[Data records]
** Start **

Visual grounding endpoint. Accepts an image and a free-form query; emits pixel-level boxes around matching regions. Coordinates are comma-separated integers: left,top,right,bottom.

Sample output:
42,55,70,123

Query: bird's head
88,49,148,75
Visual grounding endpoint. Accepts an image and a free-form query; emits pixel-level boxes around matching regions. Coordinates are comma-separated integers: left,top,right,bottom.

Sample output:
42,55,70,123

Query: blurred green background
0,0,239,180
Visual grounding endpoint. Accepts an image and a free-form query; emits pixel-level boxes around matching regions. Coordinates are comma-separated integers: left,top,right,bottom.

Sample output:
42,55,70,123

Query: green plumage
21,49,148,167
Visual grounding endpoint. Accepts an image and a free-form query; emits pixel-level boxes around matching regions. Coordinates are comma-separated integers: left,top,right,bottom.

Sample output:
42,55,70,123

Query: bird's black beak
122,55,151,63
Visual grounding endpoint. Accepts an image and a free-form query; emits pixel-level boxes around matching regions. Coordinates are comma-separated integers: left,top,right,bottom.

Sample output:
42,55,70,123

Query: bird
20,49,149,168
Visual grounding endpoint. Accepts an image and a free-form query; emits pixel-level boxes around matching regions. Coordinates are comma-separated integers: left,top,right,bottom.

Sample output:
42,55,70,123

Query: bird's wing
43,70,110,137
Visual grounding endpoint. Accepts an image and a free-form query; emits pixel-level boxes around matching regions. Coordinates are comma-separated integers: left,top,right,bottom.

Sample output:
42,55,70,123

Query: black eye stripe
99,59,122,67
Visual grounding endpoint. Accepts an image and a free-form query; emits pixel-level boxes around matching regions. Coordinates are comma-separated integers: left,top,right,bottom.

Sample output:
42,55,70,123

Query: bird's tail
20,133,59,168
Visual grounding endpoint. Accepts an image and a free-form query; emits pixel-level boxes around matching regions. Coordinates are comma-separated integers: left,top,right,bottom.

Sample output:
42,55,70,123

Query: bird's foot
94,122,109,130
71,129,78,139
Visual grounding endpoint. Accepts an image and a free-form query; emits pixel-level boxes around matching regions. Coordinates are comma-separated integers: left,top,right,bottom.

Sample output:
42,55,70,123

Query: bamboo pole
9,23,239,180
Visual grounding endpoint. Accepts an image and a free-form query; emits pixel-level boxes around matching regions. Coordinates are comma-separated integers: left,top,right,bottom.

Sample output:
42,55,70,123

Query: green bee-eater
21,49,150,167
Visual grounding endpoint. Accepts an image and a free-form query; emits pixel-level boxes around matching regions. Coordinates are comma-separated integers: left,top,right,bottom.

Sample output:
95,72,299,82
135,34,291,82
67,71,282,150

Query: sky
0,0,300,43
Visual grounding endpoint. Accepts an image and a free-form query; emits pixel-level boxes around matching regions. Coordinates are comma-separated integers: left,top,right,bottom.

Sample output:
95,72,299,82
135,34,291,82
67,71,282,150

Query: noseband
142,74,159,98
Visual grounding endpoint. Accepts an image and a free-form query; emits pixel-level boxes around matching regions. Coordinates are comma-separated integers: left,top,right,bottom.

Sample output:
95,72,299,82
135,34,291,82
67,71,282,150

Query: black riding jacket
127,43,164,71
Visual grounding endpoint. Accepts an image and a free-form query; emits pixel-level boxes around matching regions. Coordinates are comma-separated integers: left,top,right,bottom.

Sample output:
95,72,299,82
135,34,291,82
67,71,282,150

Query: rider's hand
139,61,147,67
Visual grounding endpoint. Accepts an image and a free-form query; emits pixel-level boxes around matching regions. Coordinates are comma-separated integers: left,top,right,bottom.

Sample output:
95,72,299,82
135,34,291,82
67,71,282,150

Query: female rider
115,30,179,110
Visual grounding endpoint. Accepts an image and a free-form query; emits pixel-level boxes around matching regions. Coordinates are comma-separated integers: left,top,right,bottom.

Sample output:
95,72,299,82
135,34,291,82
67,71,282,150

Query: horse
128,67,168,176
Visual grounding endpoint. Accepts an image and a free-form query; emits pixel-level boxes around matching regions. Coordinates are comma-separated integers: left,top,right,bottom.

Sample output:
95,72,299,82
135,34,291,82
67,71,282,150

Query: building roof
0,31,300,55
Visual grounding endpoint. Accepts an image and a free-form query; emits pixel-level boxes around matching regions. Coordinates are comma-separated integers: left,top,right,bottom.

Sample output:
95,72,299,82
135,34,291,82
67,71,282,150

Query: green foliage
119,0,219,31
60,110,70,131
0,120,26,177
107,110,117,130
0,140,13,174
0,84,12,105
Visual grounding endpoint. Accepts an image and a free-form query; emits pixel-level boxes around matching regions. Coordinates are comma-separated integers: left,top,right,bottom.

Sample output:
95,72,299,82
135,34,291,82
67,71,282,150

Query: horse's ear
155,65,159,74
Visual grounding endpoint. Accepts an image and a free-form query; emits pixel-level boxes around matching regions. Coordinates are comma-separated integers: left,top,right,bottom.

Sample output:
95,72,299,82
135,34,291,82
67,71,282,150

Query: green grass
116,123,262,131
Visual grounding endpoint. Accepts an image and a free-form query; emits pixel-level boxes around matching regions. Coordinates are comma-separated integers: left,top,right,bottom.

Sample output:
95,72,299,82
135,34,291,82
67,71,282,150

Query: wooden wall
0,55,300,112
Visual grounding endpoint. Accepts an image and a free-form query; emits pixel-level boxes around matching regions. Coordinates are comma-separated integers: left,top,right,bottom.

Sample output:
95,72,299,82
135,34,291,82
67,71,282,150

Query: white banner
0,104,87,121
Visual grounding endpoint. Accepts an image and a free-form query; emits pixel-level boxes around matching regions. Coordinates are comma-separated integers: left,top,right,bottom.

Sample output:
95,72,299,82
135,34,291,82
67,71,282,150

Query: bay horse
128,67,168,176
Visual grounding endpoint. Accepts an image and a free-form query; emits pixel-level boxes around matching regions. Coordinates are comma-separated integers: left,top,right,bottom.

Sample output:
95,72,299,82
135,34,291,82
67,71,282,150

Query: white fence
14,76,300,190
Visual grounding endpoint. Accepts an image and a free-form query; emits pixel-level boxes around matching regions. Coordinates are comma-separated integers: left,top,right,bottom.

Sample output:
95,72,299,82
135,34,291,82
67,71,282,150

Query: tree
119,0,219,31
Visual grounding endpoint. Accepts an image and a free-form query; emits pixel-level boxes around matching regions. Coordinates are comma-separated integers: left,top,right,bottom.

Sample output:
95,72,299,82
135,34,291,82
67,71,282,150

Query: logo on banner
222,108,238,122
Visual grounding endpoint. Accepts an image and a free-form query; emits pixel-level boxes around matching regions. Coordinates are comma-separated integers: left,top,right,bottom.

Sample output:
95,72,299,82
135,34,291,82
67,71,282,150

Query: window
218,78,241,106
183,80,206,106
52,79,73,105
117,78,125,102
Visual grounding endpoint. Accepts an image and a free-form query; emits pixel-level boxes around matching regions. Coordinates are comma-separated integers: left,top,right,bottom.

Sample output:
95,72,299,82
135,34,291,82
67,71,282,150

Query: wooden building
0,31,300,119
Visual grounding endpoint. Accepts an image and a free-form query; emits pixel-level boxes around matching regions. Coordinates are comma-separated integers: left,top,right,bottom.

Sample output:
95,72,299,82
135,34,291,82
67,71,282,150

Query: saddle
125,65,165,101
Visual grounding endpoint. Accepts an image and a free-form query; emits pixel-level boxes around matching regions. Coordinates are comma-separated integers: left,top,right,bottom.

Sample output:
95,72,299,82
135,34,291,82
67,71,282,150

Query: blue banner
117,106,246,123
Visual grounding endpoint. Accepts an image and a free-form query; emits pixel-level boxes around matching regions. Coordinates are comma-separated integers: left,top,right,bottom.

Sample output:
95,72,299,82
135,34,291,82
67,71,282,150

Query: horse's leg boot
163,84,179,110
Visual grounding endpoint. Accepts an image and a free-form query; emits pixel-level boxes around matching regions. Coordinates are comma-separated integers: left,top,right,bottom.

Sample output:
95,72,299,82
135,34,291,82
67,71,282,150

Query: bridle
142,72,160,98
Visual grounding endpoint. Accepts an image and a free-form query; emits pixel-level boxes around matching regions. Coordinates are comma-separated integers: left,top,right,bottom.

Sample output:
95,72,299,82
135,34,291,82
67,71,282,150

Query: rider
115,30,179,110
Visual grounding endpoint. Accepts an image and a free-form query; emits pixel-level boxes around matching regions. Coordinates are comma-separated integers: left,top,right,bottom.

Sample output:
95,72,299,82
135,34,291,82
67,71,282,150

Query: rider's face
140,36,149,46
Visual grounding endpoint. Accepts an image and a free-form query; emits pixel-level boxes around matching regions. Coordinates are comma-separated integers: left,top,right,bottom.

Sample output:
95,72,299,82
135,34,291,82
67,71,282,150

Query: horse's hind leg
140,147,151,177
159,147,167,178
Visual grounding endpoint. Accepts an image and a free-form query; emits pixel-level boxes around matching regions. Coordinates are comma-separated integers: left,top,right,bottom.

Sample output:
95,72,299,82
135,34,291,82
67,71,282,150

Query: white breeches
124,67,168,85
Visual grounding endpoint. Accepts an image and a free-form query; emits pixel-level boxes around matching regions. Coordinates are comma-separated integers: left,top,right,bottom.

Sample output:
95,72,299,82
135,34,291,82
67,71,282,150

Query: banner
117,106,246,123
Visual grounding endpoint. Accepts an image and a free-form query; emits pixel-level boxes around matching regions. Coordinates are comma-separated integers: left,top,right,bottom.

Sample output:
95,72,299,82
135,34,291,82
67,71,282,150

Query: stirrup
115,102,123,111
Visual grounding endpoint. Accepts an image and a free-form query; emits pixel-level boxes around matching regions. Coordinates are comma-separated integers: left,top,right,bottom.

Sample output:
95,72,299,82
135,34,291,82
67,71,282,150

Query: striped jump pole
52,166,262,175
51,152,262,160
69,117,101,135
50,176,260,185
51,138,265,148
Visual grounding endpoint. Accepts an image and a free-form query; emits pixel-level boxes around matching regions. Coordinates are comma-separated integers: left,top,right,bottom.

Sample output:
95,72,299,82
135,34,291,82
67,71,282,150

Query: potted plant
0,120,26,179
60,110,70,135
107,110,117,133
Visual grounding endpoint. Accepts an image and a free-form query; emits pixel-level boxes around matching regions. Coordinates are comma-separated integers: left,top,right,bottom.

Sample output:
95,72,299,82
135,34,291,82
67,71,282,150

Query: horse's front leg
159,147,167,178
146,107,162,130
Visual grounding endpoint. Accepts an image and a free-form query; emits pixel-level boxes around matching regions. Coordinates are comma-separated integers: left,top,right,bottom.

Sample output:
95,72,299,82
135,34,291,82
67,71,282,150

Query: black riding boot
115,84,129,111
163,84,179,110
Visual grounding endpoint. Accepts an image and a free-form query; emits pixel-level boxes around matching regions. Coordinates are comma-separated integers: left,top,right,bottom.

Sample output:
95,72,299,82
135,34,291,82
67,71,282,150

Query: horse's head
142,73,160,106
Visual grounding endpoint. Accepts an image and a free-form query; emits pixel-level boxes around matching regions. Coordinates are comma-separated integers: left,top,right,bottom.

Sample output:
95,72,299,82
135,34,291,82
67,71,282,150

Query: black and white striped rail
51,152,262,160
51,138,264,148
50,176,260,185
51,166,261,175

** End **

What is needed: Collect every line of the entries that contains the string "pole", matching case exactly, and copy each of those lines.

The output:
Query: bamboo pole
Query: striped jump pole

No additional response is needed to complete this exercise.